Take the data below and repeat it exactly.

(Natural-language object grounding data)
--- START ---
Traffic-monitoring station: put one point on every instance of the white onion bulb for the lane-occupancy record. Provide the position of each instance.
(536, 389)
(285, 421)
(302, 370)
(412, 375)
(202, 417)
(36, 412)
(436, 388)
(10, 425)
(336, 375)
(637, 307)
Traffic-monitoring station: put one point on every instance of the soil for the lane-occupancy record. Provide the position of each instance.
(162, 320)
--- END ---
EXPECTED ANSWER
Traffic-monitoring station: put one point on every instance of the white onion bulb for the lane-occupancy record. Provide the position of each instance.
(536, 389)
(285, 421)
(302, 370)
(412, 375)
(202, 417)
(36, 412)
(436, 388)
(10, 425)
(336, 375)
(637, 307)
Traffic-monitoring station: put one point on every instance of the soil for the lane-occupancy record. Provide the position of each instance.
(162, 320)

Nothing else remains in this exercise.